■ Image location labeling entries:
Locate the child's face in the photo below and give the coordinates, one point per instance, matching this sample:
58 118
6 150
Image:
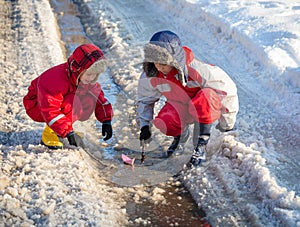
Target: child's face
165 69
87 78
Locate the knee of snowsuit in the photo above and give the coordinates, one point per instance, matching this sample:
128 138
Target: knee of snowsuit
204 108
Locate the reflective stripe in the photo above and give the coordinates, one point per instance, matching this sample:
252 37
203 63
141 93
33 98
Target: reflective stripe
56 119
163 87
192 84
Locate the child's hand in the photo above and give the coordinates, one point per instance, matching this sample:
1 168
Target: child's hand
75 140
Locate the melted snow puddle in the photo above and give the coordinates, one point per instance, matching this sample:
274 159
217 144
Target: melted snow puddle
169 204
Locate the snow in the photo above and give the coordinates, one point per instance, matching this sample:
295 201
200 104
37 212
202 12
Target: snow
252 174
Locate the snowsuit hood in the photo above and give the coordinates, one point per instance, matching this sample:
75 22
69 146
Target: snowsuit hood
86 57
165 48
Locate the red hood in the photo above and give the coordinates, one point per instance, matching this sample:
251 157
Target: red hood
82 58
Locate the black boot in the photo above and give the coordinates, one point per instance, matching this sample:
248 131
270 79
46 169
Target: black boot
199 153
200 139
172 148
179 141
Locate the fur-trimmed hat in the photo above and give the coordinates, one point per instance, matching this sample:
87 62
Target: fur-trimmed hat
164 48
87 57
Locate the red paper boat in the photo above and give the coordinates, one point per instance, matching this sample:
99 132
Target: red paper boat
127 160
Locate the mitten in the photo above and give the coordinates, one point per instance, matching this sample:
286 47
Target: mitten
145 133
75 140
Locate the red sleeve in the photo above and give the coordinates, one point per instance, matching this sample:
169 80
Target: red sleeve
52 87
103 110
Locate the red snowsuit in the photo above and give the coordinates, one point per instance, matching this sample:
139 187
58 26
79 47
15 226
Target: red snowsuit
207 95
56 97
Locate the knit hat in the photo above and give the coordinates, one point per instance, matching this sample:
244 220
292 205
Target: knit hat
87 57
164 48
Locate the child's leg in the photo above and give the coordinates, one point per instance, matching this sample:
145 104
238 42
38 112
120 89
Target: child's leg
171 120
206 106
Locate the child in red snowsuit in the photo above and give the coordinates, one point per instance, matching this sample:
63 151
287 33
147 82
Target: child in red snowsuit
196 93
69 92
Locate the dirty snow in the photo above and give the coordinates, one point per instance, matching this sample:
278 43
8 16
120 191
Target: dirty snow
252 173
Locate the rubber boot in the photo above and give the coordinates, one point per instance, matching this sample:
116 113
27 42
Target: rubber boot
50 139
179 141
200 140
199 153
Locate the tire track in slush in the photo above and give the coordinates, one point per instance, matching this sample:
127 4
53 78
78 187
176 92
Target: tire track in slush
155 214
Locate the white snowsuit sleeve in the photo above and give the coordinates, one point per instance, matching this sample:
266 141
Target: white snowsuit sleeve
147 96
214 77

■ SET TASK:
Quote the listing above in full, except for the pictures.

■ ANSWER IN FULL:
Locate the child's face in the photo below and give the coordinates, one point per instance, matching this sample:
58 118
6 150
Image:
Target: child's face
165 69
87 78
Locate the knee of snowsuit in the photo above and give the coordinates, one point per instance, matching this sample:
128 138
Target: knee of snowsuit
204 108
Locate the reflective stripe in the photo above and give the coordinates, one point per instance, matching this sample:
252 37
203 63
141 93
33 98
Target: reflective stripe
56 119
163 87
192 84
Locate the child's hand in the photo above and give the coordinates, one point per instance, matching this sample:
1 168
Target: child's hand
75 140
Locate the melted snow puddle in the photo above and give the coordinates, one point per instance, matching this sample:
274 159
217 144
Target: melted snow puddle
169 204
Locate the snow in the photo above and give the coordinates, one point per instance, matching this sample:
295 201
200 104
37 212
202 12
Target: snow
252 174
Locate the snowsuit hood in the photo above and give the coordinates, one point per instance, matching this sample:
75 22
69 146
Target: snowsuit hood
86 57
165 48
Locate the red hood in the photo above and give the coordinates, one point per instance, matching this sample:
251 157
Target: red hood
82 58
Locate the black boot in the photo above and give the coordinates, one point per instance, matching this sample:
248 131
270 79
46 169
Target: black boot
199 153
200 139
172 148
179 141
Locate the fur-trimmed hat in the photo above and give the coordinates, one point per instance, matching this sample:
87 62
Target: fur-trimmed hat
164 48
87 57
Locate the red paper boat in the photo above and give the coordinates, one point per instance, matching this sample:
99 132
Target: red paper boat
127 160
Locate the mitten in the photo above and give the coordinates, one point per instance, matching this sample:
286 47
Target: mitten
145 133
75 140
Locate the red sleeve in the photo above and give the coordinates, one point per instance, matching this sample:
169 80
Target: red sleeve
52 87
103 110
Locate the red snowsuit in the photo above and give the coordinates, one point per instance, matching this sample:
139 187
58 26
79 47
15 226
Target: red snowsuit
207 95
56 97
Locate the knit hat in the photo above and give the coordinates, one point per instance, matching this sample:
244 220
292 205
Target: knit hat
87 57
164 48
Locate the child's leg in the photo above and give the coordinates, one point per instance, matching this sample:
145 104
238 42
38 112
120 89
Target: child's leg
171 120
206 106
Locate the child in red snowsuit in the photo above and give the coordinates, one point per instance, matching this sample:
63 151
287 33
147 82
Target: child in red snowsuit
196 93
69 92
Locate the dirty snow in the photo above and give the coordinates, one point per instance, matching this sample:
278 43
8 16
120 191
Target: dirty snow
252 173
Locate the rubber boot in the photo above and give the coordinates, one point per instance, matching this sample:
116 113
27 42
Target: rubber boot
50 139
179 141
200 140
199 153
Locate the tire track in slush in the photo above and give the coordinates, one point per instance, matching this sample:
127 4
53 78
78 187
176 92
Target: tire track in slush
155 214
Locate the white snowsuit sleeve in the photo above and give the coordinates, one point per instance, matching this sample:
266 141
Target: white snowsuit sleeve
147 96
214 77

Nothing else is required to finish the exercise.